The problem
A line belongs in the answer if it contains "logo"; copy every such line from the entries below.
▬▬▬
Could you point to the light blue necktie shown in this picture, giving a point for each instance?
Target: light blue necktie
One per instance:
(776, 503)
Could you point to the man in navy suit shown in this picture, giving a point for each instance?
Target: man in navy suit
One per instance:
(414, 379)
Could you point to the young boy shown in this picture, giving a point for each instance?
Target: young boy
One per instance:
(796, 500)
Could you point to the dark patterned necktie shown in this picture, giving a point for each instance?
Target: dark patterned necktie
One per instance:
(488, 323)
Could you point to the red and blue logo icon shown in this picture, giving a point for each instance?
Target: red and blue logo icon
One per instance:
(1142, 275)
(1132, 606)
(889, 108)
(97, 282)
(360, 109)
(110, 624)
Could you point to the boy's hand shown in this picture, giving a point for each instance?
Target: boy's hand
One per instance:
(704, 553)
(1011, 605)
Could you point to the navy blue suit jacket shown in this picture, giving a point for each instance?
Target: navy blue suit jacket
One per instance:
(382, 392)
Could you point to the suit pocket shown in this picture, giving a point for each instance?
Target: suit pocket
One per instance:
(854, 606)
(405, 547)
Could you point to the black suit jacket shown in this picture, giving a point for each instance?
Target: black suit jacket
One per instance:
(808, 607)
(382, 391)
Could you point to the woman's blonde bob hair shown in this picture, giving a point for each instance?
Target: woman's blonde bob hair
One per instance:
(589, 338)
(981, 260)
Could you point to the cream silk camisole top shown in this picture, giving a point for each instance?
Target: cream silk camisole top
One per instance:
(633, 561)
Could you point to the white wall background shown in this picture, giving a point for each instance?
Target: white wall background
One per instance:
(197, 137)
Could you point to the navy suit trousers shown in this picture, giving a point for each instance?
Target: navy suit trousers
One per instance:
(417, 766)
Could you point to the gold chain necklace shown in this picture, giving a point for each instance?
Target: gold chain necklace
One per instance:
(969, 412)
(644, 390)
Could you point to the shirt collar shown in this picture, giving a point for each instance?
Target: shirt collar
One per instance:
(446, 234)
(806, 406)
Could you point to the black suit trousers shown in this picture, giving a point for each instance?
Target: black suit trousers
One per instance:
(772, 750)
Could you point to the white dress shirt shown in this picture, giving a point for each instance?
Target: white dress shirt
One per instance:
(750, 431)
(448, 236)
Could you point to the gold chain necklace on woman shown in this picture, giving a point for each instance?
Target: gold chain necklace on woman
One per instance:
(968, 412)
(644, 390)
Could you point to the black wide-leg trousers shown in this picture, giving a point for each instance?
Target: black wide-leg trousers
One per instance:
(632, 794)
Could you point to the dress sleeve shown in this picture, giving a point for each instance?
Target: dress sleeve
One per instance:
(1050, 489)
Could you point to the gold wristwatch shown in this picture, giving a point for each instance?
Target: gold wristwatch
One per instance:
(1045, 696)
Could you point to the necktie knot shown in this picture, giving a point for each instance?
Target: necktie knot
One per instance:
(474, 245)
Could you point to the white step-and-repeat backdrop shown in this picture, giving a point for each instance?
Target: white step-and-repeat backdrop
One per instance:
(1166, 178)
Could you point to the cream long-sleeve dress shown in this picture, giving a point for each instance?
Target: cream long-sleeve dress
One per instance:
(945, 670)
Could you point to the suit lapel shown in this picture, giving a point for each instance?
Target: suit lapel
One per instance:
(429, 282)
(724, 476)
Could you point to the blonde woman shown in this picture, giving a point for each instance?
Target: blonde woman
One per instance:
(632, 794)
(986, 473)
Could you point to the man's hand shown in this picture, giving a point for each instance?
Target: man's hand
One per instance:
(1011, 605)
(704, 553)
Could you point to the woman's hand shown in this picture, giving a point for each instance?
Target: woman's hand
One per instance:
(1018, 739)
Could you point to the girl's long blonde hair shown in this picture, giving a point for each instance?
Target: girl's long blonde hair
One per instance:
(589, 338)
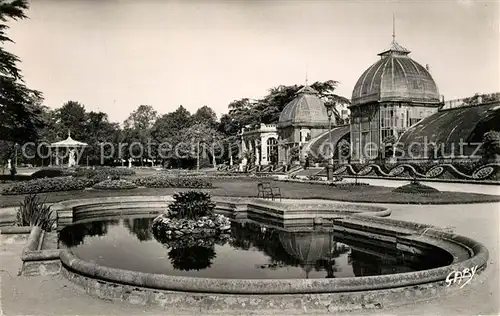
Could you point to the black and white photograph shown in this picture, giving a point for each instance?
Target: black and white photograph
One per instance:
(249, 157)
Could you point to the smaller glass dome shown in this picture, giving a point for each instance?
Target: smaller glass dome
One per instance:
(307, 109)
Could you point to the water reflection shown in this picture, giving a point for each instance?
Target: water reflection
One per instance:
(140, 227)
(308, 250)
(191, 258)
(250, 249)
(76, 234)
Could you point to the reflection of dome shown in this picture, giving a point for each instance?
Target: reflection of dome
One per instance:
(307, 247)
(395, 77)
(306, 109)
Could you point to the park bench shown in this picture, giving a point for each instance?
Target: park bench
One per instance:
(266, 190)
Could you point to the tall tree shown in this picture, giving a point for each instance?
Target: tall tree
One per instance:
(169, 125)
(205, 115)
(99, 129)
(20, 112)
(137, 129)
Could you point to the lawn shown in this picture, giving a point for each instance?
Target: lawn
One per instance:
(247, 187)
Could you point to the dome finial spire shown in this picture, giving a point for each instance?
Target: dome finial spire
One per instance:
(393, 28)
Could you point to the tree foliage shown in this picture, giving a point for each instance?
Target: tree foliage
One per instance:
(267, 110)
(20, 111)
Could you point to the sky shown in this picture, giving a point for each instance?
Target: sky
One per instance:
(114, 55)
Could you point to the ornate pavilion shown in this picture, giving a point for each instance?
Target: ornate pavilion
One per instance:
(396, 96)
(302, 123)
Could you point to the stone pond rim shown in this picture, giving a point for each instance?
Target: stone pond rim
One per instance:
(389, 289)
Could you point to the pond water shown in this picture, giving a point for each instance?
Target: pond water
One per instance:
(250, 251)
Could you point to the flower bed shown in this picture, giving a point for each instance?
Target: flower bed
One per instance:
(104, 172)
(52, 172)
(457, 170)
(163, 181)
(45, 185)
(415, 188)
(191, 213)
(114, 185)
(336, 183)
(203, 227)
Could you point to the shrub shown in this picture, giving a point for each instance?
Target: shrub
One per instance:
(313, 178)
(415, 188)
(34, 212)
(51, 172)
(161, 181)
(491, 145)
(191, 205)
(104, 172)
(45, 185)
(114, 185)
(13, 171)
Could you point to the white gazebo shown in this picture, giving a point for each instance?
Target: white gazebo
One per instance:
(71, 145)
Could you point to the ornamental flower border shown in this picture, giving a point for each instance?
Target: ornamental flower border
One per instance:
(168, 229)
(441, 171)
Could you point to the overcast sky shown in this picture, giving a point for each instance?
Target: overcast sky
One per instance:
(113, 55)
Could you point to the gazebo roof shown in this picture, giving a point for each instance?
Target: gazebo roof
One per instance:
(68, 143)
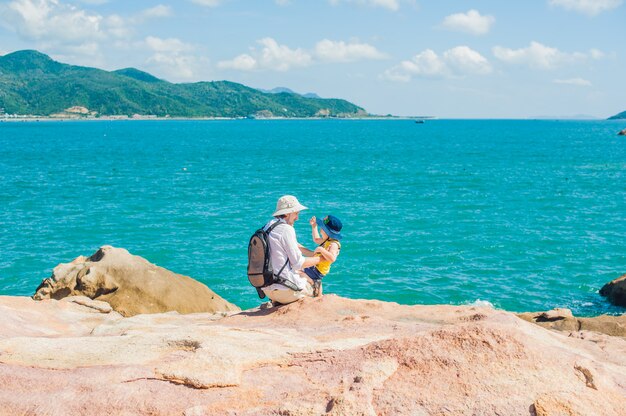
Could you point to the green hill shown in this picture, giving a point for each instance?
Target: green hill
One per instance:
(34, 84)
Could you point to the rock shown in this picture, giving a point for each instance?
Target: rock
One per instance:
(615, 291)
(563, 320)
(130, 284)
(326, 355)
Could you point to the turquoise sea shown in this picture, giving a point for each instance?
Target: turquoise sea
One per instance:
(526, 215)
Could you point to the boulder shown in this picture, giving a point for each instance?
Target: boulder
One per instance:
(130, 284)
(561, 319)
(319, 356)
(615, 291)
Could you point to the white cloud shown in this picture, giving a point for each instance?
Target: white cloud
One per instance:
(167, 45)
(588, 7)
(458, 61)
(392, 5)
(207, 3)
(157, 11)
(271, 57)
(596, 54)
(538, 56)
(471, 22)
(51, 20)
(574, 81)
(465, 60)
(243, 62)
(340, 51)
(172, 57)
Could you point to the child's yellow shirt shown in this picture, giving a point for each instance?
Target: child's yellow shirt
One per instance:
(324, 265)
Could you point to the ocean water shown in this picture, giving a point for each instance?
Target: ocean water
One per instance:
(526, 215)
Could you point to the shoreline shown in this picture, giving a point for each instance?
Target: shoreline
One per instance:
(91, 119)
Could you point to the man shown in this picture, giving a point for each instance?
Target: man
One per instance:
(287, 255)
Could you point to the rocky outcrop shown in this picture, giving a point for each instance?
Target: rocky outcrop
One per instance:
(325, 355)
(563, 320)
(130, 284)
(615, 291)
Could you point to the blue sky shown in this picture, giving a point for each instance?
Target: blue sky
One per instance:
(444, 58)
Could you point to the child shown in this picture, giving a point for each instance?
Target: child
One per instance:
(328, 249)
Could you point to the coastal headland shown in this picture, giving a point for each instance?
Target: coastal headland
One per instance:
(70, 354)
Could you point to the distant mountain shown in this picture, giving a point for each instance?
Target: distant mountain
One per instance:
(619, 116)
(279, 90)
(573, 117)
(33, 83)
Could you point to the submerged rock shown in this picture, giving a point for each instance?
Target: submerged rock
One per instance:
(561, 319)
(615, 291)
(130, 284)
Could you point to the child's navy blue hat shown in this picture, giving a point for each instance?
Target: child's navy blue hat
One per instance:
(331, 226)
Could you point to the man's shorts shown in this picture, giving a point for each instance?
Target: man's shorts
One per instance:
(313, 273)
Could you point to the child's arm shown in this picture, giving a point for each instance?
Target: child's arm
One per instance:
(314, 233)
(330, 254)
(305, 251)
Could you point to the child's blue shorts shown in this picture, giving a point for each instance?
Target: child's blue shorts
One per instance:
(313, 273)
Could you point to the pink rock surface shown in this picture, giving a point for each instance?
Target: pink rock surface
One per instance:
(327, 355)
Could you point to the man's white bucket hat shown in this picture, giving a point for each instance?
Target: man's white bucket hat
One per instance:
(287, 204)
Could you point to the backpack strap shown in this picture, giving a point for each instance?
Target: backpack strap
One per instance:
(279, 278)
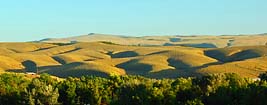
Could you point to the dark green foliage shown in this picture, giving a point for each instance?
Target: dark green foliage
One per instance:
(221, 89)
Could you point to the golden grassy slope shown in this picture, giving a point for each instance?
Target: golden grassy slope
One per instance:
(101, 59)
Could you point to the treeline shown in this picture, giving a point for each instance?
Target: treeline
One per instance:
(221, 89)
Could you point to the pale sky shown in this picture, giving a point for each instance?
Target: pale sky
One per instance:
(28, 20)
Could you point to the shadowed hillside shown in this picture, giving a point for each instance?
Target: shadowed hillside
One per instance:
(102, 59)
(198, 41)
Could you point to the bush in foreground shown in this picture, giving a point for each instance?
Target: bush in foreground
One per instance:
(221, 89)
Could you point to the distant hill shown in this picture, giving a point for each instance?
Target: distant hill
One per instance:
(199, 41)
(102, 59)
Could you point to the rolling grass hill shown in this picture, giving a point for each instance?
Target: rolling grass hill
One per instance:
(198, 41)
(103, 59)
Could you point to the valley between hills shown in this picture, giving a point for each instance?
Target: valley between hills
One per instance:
▬▬▬
Your response
Could you point to the red and blue logo icon shown in this picture, giving a point for each instance?
Target: red and blue logo icon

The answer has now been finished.